Rewrite the portion of the listing that begins with the line containing "outline window blind" and continues through the end of the listing as a JSON list of strings, with one string per line and blank lines omitted.

──────── Exercise material

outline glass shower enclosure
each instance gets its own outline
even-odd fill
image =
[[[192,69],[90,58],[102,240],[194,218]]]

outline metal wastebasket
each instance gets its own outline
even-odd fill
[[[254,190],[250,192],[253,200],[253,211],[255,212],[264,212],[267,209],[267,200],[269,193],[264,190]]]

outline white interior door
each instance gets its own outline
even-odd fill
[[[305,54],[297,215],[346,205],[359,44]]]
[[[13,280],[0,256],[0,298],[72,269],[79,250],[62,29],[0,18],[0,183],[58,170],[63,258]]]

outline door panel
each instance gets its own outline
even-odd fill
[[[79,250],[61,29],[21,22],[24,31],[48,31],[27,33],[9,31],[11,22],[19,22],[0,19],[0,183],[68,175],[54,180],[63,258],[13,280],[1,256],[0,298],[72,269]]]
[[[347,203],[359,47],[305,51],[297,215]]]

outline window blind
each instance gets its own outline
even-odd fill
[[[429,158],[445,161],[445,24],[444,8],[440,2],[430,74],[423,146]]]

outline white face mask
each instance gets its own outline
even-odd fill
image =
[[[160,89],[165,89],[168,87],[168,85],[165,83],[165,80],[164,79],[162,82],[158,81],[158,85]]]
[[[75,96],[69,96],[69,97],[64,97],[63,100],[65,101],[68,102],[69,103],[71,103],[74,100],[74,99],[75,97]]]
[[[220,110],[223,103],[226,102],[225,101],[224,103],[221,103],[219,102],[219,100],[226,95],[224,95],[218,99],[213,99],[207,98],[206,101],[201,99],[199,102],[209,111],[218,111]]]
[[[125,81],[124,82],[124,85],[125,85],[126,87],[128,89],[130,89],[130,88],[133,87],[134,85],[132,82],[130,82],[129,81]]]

────────────────

### Response below
[
  "outline window blind",
  "each instance gets its own outline",
  "even-odd fill",
  "[[[429,158],[445,161],[445,24],[444,8],[440,2],[430,74],[423,146]]]",
  "outline white face mask",
  "each instance gets its own outline",
  "even-odd fill",
  "image =",
  "[[[160,89],[165,89],[168,87],[168,85],[165,83],[165,80],[164,79],[162,82],[158,81],[158,85]]]",
  "[[[75,96],[69,96],[69,97],[64,97],[63,100],[65,101],[68,102],[69,103],[71,103],[74,100],[74,99],[75,97]]]",
  "[[[220,110],[223,103],[226,102],[225,101],[224,103],[221,103],[219,102],[219,100],[226,95],[224,95],[218,99],[213,99],[207,98],[206,101],[201,99],[199,102],[209,111],[218,111]]]",
  "[[[125,81],[124,82],[124,85],[125,85],[126,87],[128,89],[130,89],[130,88],[133,87],[134,85],[132,82],[130,82],[129,81]]]"
]